"""

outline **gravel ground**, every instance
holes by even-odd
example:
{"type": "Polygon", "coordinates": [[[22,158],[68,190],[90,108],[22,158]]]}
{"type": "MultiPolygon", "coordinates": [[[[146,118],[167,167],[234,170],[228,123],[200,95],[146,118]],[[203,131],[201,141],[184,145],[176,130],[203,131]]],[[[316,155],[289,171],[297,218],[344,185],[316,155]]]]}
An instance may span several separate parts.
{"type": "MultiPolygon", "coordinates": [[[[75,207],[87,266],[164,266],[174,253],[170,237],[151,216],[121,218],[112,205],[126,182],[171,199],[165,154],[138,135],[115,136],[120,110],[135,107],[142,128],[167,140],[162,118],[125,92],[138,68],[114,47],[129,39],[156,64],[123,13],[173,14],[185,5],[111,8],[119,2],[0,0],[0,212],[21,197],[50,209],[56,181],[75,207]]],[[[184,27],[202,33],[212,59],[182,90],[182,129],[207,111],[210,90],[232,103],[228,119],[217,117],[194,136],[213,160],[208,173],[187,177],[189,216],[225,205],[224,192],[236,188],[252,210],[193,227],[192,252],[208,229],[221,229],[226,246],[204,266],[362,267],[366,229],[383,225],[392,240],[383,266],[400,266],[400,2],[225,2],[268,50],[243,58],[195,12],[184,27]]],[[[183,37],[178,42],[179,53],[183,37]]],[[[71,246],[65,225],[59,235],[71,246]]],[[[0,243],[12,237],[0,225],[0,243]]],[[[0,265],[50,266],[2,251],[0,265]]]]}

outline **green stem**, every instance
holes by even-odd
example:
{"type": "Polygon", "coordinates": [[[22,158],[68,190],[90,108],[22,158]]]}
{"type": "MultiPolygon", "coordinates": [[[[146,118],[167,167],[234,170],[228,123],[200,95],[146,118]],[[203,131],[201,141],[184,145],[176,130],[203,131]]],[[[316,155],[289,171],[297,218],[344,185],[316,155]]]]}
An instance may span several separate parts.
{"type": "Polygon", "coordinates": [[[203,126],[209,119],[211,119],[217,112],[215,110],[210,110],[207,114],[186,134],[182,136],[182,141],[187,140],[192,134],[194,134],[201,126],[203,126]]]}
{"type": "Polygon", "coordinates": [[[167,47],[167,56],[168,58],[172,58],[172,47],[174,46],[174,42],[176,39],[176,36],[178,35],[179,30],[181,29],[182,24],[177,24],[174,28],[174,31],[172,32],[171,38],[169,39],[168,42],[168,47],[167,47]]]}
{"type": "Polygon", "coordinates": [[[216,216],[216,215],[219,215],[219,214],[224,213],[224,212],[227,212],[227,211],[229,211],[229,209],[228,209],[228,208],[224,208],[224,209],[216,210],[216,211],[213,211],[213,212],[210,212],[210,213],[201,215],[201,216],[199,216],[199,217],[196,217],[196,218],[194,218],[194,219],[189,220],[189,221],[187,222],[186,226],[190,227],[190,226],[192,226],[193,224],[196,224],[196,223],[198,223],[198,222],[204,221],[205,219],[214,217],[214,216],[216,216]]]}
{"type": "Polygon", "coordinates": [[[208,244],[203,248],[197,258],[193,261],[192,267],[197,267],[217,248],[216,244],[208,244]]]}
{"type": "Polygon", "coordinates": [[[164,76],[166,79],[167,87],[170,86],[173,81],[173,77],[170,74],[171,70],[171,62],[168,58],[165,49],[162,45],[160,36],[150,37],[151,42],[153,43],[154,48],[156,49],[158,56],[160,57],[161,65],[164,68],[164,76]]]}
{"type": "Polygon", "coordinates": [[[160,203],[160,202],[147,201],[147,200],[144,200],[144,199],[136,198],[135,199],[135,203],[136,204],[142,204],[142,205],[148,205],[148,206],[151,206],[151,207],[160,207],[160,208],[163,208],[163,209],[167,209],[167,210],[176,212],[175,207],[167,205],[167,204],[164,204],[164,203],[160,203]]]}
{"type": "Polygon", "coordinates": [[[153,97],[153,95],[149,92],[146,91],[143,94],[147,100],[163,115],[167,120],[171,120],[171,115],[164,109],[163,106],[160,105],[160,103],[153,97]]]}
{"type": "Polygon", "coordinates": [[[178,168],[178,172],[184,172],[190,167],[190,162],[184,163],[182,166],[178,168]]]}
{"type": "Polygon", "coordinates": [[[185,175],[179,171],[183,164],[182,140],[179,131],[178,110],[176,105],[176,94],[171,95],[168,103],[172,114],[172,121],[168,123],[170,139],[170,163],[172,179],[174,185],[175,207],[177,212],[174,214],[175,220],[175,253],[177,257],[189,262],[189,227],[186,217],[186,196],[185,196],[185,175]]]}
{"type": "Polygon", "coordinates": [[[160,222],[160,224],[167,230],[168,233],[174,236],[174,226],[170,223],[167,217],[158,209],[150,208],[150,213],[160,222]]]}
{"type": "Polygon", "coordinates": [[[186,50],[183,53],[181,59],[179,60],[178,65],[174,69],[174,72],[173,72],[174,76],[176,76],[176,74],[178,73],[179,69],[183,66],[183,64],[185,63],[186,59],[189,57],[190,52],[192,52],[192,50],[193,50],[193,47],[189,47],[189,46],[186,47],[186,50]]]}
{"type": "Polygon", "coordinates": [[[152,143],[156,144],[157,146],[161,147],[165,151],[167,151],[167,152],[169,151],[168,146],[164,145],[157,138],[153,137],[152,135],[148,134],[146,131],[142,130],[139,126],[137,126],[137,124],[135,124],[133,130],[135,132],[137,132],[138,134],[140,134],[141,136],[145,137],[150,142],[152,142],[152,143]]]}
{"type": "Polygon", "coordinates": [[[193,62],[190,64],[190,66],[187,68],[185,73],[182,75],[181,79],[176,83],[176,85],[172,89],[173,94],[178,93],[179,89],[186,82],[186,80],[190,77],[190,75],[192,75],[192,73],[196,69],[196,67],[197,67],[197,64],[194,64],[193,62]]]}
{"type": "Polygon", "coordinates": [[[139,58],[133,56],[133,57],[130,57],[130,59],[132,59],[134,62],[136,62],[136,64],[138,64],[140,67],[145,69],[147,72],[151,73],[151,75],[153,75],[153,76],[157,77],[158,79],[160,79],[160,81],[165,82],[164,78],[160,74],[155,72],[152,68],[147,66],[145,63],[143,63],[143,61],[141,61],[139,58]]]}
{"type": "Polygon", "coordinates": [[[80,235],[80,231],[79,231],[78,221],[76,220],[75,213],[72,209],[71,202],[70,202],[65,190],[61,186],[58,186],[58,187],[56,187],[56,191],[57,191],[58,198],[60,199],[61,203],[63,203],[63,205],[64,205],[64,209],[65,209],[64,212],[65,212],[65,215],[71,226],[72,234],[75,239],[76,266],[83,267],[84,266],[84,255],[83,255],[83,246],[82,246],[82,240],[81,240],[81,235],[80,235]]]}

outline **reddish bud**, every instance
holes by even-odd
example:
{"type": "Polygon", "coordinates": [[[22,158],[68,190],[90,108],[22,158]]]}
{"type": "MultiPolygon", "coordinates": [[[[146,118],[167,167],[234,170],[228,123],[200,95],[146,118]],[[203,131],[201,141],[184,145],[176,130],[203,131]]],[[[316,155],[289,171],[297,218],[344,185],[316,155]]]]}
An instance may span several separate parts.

"""

■ **Instructions to follow**
Report each line of the entries where the word "every" occurs.

■ **Problem solution**
outline **gravel ground**, every instance
outline **green stem**, every instance
outline **reddish bud**, every instance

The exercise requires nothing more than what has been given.